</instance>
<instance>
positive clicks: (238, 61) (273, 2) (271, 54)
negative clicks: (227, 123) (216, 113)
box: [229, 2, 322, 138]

== == ==

# [Task]
Would you return every line of the data above exactly?

# [Response to this task]
</instance>
<instance>
positive clicks: (238, 61) (273, 2) (271, 54)
negative clicks: (227, 123) (216, 113)
box: [229, 2, 322, 138]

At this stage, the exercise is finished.